#### What you need to do:
Transcribe each record exactly. Include every one.

#### Object position labeling entries:
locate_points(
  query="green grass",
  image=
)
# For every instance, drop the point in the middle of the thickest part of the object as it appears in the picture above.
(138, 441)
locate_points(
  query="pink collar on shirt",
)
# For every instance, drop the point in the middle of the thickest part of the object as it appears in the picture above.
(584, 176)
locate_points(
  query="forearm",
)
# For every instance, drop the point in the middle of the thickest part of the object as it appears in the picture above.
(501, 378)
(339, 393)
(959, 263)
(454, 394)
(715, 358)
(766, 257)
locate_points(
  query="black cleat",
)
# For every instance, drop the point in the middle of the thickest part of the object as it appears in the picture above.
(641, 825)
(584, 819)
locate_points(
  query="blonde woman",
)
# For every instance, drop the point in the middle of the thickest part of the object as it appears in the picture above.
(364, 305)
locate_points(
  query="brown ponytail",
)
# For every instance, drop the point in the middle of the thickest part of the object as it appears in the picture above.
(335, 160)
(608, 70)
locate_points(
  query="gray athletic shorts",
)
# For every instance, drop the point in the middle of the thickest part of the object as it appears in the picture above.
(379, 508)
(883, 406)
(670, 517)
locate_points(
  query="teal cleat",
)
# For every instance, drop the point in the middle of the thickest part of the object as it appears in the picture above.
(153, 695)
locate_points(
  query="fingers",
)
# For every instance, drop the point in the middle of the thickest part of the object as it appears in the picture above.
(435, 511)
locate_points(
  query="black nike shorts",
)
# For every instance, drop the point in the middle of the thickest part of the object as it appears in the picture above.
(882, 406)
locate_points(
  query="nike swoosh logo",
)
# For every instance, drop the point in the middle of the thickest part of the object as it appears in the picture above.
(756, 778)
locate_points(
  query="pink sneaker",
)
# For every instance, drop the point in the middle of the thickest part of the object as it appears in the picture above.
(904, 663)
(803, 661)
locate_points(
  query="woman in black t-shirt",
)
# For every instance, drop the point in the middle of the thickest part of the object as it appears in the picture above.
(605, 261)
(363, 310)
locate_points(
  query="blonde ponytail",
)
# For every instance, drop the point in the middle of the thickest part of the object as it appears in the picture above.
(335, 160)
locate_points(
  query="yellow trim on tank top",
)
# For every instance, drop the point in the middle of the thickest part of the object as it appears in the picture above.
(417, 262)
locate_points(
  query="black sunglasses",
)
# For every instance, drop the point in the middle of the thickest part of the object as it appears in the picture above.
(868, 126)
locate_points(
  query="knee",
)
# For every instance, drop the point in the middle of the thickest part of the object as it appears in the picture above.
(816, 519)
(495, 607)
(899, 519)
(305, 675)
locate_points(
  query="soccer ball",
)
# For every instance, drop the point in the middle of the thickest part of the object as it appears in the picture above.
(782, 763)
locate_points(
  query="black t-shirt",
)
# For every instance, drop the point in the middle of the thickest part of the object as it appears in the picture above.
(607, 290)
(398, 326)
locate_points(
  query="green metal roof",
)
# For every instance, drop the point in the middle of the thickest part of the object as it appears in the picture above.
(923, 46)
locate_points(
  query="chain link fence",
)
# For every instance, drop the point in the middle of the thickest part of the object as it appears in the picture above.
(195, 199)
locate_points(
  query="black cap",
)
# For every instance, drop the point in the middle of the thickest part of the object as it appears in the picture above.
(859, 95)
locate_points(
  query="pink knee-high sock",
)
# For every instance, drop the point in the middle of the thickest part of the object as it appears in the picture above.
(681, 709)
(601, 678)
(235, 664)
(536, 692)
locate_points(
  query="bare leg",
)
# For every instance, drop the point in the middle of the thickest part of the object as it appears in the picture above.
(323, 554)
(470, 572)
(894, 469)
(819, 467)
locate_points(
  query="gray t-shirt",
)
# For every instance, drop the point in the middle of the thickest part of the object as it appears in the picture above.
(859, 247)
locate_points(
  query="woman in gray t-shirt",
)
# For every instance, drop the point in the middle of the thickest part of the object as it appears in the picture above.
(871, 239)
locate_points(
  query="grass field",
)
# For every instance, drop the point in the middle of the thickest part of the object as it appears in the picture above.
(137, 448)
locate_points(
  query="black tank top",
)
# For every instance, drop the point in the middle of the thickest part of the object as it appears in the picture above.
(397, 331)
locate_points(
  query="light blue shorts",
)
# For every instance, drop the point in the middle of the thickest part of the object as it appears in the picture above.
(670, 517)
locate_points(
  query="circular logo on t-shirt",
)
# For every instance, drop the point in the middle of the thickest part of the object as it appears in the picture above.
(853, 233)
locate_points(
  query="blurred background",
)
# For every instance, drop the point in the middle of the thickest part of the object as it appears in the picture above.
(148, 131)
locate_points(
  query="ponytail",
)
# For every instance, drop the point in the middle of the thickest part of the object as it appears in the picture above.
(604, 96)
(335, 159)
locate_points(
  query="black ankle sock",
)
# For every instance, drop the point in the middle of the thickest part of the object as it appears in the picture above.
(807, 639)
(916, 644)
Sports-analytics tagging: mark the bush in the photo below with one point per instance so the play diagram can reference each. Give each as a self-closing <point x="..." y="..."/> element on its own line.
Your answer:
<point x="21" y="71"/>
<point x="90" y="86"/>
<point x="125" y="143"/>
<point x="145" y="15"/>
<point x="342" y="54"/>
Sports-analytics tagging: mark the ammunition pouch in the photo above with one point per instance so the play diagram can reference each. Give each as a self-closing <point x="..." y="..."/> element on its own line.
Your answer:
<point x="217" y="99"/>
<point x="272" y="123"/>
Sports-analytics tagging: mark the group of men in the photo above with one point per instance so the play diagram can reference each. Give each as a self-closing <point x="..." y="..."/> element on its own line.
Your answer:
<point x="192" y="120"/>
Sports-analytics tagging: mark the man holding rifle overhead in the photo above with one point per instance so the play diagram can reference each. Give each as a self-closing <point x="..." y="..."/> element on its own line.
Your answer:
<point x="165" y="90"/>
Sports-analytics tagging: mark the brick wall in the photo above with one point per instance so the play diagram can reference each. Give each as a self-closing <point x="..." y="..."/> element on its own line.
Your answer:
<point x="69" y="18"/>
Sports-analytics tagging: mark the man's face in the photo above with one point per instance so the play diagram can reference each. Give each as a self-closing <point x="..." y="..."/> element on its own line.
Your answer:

#### Task answer:
locate_points(
  query="green grass",
  image=
)
# For every instance, drop the point in the middle of the thickest part of the object as it appears in the picture above.
(138, 441)
locate_points(
  query="pink collar on shirt",
)
# For every instance, drop the point in the middle of the thickest part of the object as it appears in the picture above.
(584, 176)
locate_points(
  query="forearm",
)
# For every instance, drop the point in the middle of the thickest part of the object as it appears in the picture above.
(501, 378)
(339, 393)
(959, 263)
(454, 394)
(715, 358)
(766, 257)
locate_points(
  query="black cleat",
)
# For every instance, drop the point in the middle of the thickest part of the object as it appears in the picture above.
(641, 825)
(584, 819)
locate_points(
  query="blonde woman",
)
# For every instance, drop the point in the middle of the thickest part of the object as it appears in the picture above.
(364, 305)
locate_points(
  query="brown ponytail",
)
# For every instance, drop the point in the middle of the thickest part of the object as it appears in the picture above.
(335, 160)
(608, 70)
locate_points(
  query="gray athletic shorts",
)
# For every instance, drop the point in the middle of the thickest part of the object as it appears in the picture above.
(379, 508)
(883, 406)
(670, 517)
locate_points(
  query="teal cleat",
)
# For every instance, drop the point in the middle of the thickest part of the object as it appears in the picture above.
(153, 695)
locate_points(
  query="fingers",
)
# For every instance, drop the point in the middle of the thickest part of the object as it appears in the picture above.
(435, 511)
locate_points(
  query="black nike shorts",
)
# For every instance, drop the point in the middle of the thickest part of the object as it appears in the picture above.
(882, 406)
locate_points(
  query="nike swoosh logo",
)
# For every instance, drop the point in the middle of the thickest part of the object as it appears in the picture above.
(756, 778)
locate_points(
  query="pink sneaker",
)
# For every instance, drop the point in the middle of the thickest part of the object as it appears in the picture above.
(904, 663)
(803, 661)
locate_points(
  query="woman in black t-shirt",
)
# For every instance, drop the point in the middle of the thickest part of the object as it appears in the picture above.
(605, 261)
(363, 310)
locate_points(
  query="blonde ponytail",
)
# For every instance, drop the point in the middle of the thickest part of the object as it appears in the picture above.
(335, 160)
locate_points(
  query="yellow trim on tank top",
)
# For every instance, drop the point in the middle of the thickest part of the object as it appears in the picture above.
(417, 262)
locate_points(
  query="black sunglasses",
)
# For every instance, drop the point in the middle of the thickest part of the object as it appears in the picture above.
(868, 126)
locate_points(
  query="knee",
)
# For every instance, drop the point in the middle of the thickest part of the object as it appears in the picture above.
(816, 519)
(495, 607)
(899, 519)
(305, 675)
locate_points(
  query="soccer ball",
)
# For every instance, drop the point in the middle of the thickest part of the object as it appears in the picture above.
(782, 763)
locate_points(
  query="black t-shirt",
)
# For every instance, drop the point in the middle of the thickest part of the object as it appears in the picture above.
(607, 290)
(398, 326)
locate_points(
  query="green metal roof",
)
# For every instance, drop the point in the middle of the thickest part of the object as it appears in the picture above.
(923, 46)
locate_points(
  query="chain link fence",
)
# For every instance, drop the point in the middle of the thickest part of the object as it appears in the picture above.
(195, 199)
locate_points(
  query="black cap",
)
# For every instance, drop the point in the middle of the thickest part of the object as it appears in the picture above.
(859, 95)
locate_points(
  query="pink knee-high sock",
)
# For every instance, drop the point in the middle of the thickest part of the object as it appears in the picture above.
(681, 709)
(601, 678)
(235, 664)
(536, 692)
locate_points(
  query="bare leg",
)
# For every instance, drop the point in the middle of the thickest part of the object as it appears in the picture above.
(323, 554)
(470, 572)
(894, 469)
(819, 467)
locate_points(
  query="gray t-shirt",
)
# For every instance, drop the point in the middle of the thickest part of the object as it appears in the picture above.
(859, 247)
locate_points(
  query="woman in gray t-shirt",
)
# For every instance, drop the point in the middle of the thickest part of the object as it appears in the picture above.
(871, 239)
locate_points(
  query="grass field",
)
# For every instance, drop the point in the middle of the thickest part of the object as it appears in the picture above.
(137, 448)
locate_points(
  query="black tank top",
)
# For every instance, drop the point in the middle of the thickest part of the object as it appears in the picture above.
(397, 331)
locate_points(
  query="light blue shorts",
)
# For every instance, drop the point in the middle of the thickest part of the object as it appears in the picture above.
(670, 517)
locate_points(
  query="circular logo on t-shirt",
)
# For every instance, drop the point in the middle of the thickest part of the object as it appears in the picture above.
(853, 233)
locate_points(
  query="blurred background",
)
# For every instance, drop the point in the middle of the thickest part of the object as it appears in the picture above.
(148, 131)
locate_points(
  query="ponytail",
)
# For every instance, drop the point in the middle of the thickest part of the object as it appears in the picture above.
(604, 96)
(335, 159)
locate_points(
  query="black ankle sock",
)
# For every instance, drop the point in the middle of the thickest part of the object as it appears in the picture above.
(807, 639)
(916, 644)
Sports-analytics tagging: mark the bush in the photo below with one point per instance so the play diagram can reference each. Give each as a self-closing <point x="..." y="..."/> element on its own line.
Your answer:
<point x="21" y="71"/>
<point x="90" y="86"/>
<point x="125" y="143"/>
<point x="145" y="15"/>
<point x="342" y="54"/>
Sports-analytics tagging: mark the ammunition pouch in the photo above with one point per instance so the play diagram can reference each. Give each as a self-closing <point x="..." y="..."/> element on its own line.
Your answer:
<point x="217" y="99"/>
<point x="272" y="123"/>
Sports-analytics tagging: mark the group of men in the photo above with one point per instance so the play diagram can reference each. Give each as a self-closing <point x="..." y="..."/> element on its own line.
Your answer:
<point x="192" y="120"/>
Sports-analytics tagging: mark the man holding rifle overhead in the photo above with one point per instance so the play diagram can reference each. Give each as a self-closing <point x="..." y="..."/> element on its own line.
Your answer:
<point x="165" y="90"/>
Sports-analytics tagging: mark the brick wall in the photo above with one point per instance so the play diagram can reference each. Give each as a self-closing <point x="..." y="..."/> element on its own line.
Your answer:
<point x="69" y="18"/>
Sports-analytics tagging: mark the man's face in the photo above with one point per instance so the play diagram can reference each. Give each as a self-closing <point x="..." y="..."/> element on its own line.
Your answer:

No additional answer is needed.